- REQUEST -
Can you write out the entries from the line containing "Expected: a single pin indicated on each instance of the rust" through the end of the entries, both ends included, keeping the requests? In the answers, multiply each coordinate by 1.75 and round it to a whole number, rounding halves up.

--- start RECORDS SUPPLIED ---

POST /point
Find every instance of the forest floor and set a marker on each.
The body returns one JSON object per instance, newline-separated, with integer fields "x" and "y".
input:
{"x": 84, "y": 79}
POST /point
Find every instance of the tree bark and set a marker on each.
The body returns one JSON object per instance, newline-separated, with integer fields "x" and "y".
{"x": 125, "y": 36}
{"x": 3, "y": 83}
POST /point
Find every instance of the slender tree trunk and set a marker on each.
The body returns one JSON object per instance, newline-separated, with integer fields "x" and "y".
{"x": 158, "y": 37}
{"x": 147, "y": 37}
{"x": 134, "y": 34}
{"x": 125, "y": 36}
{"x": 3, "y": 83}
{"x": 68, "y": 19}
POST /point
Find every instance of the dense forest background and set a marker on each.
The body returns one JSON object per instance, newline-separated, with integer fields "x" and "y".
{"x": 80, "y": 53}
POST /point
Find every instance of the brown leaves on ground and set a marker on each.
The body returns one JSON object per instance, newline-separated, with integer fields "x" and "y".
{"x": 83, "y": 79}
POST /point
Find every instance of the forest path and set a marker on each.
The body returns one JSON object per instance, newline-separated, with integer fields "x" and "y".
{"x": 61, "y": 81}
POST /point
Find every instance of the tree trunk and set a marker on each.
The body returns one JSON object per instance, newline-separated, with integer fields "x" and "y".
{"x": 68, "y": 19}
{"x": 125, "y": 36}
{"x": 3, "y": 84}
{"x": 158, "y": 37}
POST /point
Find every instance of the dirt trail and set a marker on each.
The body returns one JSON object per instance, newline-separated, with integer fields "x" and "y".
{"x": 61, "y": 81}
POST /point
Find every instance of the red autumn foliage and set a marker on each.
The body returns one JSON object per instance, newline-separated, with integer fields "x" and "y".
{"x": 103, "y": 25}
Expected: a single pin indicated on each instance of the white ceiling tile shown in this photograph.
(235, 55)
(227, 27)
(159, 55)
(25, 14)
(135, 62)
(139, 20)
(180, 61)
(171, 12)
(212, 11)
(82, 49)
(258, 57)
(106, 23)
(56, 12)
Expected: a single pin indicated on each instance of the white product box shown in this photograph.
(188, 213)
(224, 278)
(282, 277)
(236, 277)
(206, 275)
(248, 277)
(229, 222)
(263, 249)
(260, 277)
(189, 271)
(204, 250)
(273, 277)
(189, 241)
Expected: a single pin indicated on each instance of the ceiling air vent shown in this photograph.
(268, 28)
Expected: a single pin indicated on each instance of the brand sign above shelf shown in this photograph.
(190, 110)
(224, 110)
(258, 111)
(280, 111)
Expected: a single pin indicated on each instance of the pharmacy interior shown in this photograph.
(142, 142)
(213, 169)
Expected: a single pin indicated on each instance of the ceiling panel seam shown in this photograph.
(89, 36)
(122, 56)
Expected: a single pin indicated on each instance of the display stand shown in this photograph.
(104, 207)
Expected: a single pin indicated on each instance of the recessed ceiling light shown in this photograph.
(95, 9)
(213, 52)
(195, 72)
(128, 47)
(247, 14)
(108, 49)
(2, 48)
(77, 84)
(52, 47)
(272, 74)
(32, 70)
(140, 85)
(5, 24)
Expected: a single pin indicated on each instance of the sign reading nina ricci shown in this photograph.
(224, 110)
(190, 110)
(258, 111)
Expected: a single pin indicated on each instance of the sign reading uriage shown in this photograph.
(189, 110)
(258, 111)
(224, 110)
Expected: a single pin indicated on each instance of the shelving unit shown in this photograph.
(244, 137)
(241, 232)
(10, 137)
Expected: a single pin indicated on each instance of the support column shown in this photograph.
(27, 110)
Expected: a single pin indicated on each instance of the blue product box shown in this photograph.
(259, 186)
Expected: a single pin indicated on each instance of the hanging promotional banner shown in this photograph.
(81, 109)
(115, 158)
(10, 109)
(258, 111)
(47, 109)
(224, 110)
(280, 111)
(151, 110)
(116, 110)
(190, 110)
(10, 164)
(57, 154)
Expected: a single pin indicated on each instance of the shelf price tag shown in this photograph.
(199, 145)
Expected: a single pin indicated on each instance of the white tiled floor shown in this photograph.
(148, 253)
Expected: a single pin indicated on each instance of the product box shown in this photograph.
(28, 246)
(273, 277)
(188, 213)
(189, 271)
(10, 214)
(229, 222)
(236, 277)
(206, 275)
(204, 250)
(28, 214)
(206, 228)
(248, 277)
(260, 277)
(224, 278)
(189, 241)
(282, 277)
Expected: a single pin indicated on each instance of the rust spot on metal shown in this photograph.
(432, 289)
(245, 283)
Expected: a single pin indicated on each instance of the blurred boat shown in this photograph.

--- end RECORDS SUPPLIED ---

- SOLUTION FOR THIS PROBLEM -
Expected: a single pin indicated on each instance of the rust spot on metal shown in this photograph.
(756, 506)
(429, 495)
Expected: a single pin indicated on each instance of the blurred boat shown in this photograph.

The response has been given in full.